What is required - Can you convert every one of the records below into a JSON list of strings, with one string per line and no blank lines? Leave the pictures out of your answer.

Exercise material -
>>>
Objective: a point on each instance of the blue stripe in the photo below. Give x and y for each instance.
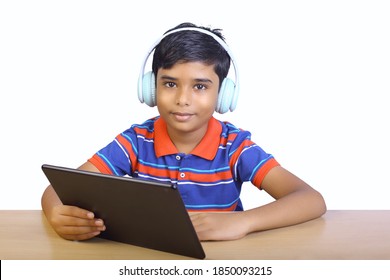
(108, 163)
(132, 143)
(206, 171)
(212, 205)
(163, 166)
(258, 166)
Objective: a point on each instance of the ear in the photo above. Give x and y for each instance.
(149, 89)
(226, 97)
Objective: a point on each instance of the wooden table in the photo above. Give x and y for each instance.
(339, 234)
<<<
Answer below -
[
  "Objective: a point on each instance of the blue stripe in the photo below. Give x and y for each instance.",
  "(108, 163)",
  "(132, 143)",
  "(206, 171)",
  "(212, 205)",
  "(163, 166)",
  "(258, 166)",
  "Objective: a point on each instance of the ear in the photo above. Give x and y for each instance.",
  "(149, 89)",
  "(226, 97)",
  "Objective: a point on each instance of the wooden table in the photo above. Give x and y for each instance.",
  "(339, 234)"
]